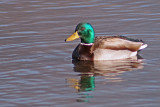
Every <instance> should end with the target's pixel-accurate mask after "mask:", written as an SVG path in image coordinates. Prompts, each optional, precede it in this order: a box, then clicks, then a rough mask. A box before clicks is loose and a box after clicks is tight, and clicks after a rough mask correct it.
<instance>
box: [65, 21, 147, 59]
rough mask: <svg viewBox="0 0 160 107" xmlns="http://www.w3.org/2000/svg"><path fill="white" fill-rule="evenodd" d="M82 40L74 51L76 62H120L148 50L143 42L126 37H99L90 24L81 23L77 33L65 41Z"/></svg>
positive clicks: (107, 36)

TASK TO CARRY OUT:
Can you repeat all of the data above with "rough mask" replaced by "coarse mask" wherever it appears, leaving out the pictures and changing nothing else?

ANSWER BOX:
Every <instance> should end with the target's pixel-accurate mask after "mask:", written as an SVG path in image coordinates. Prompts, each optional, precede it in this order: a box, then clicks, then a coarse mask. A box before clicks is loose and a box after clicks is tight, and clicks after a coarse mask correct it.
<instance>
box: [65, 21, 147, 59]
coarse mask: <svg viewBox="0 0 160 107" xmlns="http://www.w3.org/2000/svg"><path fill="white" fill-rule="evenodd" d="M82 40L74 51L76 62H120L148 50L143 42L126 37H99L90 24L81 23L77 33L65 41Z"/></svg>
positive clicks: (107, 36)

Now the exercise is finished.